Passage provided:
>> START
On Friday morning, a column appeared in The Washington Post advocating a trade of Washington Capitals defenseman Mike Green. The argument offered by columnist Mike Wise boils down to this, as described in the fifth paragraph:

“[I]f a seventh straight postseason is the goal, if not wasting a single season of Alex Ovechkin’s and Nicklas Backstrom’s prime is really paramount – if this season is going to be about more than giving good, young kids experience – then the team committed to going green at goalie and on defense has to seriously consider parting with Green.”

Let us say at the start that we think that trading Green might become necessary at some point. The Capitals are in their sixth season with a nucleus of Alex Ovechkin, Nicklas Backstrom, and Green (who is in his ninth season with the club). This nucleus has little success on their resumes where it counts, in the playoffs. In those six seasons the Capitals have appeared in nine playoff series, won three of them, and have not advanced past the second round in any of those years.
>> END
Dataset rows:
>> START
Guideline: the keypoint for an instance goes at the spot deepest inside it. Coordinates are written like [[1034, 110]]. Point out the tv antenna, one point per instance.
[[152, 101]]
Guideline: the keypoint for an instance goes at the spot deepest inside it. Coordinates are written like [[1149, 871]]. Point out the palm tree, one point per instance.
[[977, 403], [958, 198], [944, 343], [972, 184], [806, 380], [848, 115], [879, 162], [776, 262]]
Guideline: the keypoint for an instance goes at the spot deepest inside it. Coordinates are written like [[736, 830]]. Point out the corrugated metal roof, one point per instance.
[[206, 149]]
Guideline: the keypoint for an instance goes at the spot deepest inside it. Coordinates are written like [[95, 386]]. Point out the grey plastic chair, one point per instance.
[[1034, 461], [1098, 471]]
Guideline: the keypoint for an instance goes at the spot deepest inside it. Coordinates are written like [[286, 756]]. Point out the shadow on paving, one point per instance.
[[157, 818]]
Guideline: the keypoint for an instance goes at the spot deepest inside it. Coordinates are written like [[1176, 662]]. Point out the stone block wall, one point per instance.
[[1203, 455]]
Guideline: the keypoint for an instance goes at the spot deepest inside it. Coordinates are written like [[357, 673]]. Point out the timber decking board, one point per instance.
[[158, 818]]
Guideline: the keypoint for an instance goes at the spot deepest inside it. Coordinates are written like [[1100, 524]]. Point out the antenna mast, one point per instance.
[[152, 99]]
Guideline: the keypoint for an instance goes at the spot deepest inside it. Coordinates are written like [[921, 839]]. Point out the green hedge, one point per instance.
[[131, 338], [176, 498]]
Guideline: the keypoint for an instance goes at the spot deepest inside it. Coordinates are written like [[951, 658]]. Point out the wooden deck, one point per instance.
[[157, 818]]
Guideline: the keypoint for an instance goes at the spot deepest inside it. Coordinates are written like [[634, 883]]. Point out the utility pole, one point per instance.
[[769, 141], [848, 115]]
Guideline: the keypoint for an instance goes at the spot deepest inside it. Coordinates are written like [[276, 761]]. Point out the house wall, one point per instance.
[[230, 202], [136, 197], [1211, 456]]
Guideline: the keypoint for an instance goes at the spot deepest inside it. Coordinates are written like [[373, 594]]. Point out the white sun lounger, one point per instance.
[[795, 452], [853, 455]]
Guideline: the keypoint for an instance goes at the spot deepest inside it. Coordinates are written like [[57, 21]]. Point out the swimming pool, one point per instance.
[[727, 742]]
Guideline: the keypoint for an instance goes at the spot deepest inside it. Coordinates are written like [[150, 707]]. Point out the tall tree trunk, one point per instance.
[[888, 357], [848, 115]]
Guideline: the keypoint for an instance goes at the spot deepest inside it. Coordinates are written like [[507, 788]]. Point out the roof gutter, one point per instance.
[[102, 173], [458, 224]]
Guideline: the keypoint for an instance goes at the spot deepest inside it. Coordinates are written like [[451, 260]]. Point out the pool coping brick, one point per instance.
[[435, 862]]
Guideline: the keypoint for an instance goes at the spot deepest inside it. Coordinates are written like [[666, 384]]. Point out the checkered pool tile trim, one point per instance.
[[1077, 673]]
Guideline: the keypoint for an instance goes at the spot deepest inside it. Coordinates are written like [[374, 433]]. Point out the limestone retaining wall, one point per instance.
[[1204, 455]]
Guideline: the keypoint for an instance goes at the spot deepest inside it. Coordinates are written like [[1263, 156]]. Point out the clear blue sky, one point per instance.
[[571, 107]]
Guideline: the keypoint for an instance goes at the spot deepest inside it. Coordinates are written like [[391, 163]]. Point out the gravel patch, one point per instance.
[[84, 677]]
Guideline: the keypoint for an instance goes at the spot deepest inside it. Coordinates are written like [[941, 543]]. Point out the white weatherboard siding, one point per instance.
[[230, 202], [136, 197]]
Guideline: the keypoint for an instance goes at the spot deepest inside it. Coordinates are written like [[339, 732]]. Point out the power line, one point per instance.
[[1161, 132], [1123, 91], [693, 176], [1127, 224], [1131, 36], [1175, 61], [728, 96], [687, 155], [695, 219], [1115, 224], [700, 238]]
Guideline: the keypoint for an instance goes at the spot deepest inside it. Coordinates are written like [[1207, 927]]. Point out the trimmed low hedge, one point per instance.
>> END
Short problem 1:
In the passage about trading Mike Green, how many playoff series did the Capitals win over the six seasons with their current nucleus?
Short problem 2:
Translate this sentence from the passage about trading Mike Green into Spanish: "Let us say at the start that we think that trading Green might become necessary at some point."

Exercise result 1:
Three of the nine playoff series they appeared in.

Exercise result 2:
Digamos desde el principio que creemos que traspasar a Green podría llegar a ser necesario en algún momento.